Excerto do texto:
───
Lagoa da Paixão (Foto: DR)

É de Manteigas esta estória porque é de Manteigas que aqui tratamos, do coração da Serra da Estrela, do lugar que lhe dá aquele pulsar feito corrente de águas essenciais, berçário do Zêzere e do Mondego e lar de elfos e juízes e majores e pianos de cauda e, fala-se, de golpes palacianos. Já se disse que a imaginação do pastoreio é fértil. Se lhe juntarmos alguma apetitosa teoria de conspiração envolta em capas de burel e alimentada a sons de chocalhos no nevoeiro, temos o caldo perfeito para contos alucinantes. Como esse do Peixão. E, sobretudo, como este que se segue, a da Casa do Juiz, na indescritível Nave da Mestra (remetemos a explicação dos topónimos da Estrela para o glossário incluído nestas páginas…).

Pois que terá sido ali que se urdiu a queda da monarquia, entre um grupo de janotas circunspectos que veio de comboio d’além ali, dali acolá, d’acolá aqui, para baralhar as pistas, e que foi conduzido até à nave da Mestre por um dos criados do presidente da câmara de então. Diz que. A verdade é que a magia do lugar se presta a conjeturas, uma casa granítica enfiada sob blocos erráticos abandonados pelos milénios de forma a criar uma fenda gigantesca.
───
[Registos contidos num conjunto de dados]
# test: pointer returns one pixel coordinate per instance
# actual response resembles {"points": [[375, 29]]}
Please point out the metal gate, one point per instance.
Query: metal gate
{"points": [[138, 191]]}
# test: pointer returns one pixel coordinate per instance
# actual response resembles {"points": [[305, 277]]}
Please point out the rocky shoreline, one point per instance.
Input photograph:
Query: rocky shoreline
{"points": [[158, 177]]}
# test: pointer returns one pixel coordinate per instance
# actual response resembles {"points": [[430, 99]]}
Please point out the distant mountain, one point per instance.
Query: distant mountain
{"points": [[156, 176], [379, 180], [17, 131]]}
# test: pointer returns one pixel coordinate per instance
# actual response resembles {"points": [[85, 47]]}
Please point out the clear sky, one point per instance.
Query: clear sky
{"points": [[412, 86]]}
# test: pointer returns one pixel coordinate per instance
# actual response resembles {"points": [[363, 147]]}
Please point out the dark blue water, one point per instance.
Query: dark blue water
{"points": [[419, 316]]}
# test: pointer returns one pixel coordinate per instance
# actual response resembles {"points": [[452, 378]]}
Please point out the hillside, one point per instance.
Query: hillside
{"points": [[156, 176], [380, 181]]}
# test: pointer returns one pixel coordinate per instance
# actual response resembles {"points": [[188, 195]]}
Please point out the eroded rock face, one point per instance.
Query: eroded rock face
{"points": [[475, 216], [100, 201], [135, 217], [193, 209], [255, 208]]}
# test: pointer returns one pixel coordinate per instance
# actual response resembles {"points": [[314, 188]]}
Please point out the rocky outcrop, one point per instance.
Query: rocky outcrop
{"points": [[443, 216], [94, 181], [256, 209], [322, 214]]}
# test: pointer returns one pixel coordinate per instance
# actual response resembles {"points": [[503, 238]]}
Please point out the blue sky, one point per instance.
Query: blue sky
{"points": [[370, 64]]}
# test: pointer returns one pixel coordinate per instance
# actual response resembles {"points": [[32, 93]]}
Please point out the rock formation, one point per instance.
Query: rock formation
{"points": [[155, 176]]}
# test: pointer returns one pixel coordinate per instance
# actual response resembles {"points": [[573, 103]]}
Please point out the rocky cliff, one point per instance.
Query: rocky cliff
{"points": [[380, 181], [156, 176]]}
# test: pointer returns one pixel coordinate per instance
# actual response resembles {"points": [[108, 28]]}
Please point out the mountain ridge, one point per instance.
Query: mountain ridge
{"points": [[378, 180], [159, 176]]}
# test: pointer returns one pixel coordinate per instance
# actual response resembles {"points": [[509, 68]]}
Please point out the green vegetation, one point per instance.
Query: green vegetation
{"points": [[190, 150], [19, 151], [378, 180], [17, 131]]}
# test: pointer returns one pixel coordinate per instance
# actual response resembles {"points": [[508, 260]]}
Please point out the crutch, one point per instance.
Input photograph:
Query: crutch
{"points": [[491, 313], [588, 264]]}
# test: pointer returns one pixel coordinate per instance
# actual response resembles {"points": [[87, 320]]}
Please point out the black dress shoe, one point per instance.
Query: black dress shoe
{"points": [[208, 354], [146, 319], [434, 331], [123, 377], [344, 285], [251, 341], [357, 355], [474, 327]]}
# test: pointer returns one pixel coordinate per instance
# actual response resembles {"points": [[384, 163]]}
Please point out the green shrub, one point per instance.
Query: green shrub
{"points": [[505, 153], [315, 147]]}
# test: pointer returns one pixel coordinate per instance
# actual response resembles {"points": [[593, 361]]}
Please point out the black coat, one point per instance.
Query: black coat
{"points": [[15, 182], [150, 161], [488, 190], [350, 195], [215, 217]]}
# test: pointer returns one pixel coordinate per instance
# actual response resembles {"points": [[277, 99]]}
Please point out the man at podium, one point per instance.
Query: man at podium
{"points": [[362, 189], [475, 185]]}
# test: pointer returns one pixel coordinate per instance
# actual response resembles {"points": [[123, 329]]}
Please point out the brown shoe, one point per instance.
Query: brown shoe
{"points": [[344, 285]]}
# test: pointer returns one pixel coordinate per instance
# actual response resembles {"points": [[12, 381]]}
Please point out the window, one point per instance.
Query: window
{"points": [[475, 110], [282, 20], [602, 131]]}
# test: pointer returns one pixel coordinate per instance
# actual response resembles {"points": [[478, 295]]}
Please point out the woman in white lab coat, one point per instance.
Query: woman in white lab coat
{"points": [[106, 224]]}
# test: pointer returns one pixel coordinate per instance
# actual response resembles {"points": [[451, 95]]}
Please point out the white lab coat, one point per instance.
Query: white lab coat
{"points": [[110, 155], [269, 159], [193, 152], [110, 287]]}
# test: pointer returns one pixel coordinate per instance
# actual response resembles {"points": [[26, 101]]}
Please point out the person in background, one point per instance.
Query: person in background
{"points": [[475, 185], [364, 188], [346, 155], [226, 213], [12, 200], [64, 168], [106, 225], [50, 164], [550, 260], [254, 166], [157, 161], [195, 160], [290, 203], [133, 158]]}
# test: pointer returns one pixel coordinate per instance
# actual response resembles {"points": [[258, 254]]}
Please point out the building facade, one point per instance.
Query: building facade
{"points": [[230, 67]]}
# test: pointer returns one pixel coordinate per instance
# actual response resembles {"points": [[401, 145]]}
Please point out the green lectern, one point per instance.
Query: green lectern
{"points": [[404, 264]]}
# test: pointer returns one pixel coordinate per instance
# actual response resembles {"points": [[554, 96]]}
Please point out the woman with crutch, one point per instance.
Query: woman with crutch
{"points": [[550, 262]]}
───
As tarefas:
**1)** Cite, do texto sobre Manteigas, o trecho que vai de "Lagoa da Paixão" a "incluído nestas páginas…).".
**2)** Segundo o texto sobre Manteigas, de que é lar o coração da Serra da Estrela?

Respostas do exercício:
**1)**
Lagoa da Paixão (Foto: DR)

É de Manteigas esta estória porque é de Manteigas que aqui tratamos, do coração da Serra da Estrela, do lugar que lhe dá aquele pulsar feito corrente de águas essenciais, berçário do Zêzere e do Mondego e lar de elfos e juízes e majores e pianos de cauda e, fala-se, de golpes palacianos. Já se disse que a imaginação do pastoreio é fértil. Se lhe juntarmos alguma apetitosa teoria de conspiração envolta em capas de burel e alimentada a sons de chocalhos no nevoeiro, temos o caldo perfeito para contos alucinantes. Como esse do Peixão. E, sobretudo, como este que se segue, a da Casa do Juiz, na indescritível Nave da Mestra (remetemos a explicação dos topónimos da Estrela para o glossário incluído nestas páginas…).

**2)** Elfos, juízes, majores, pianos de cauda e, fala-se, golpes palacianos.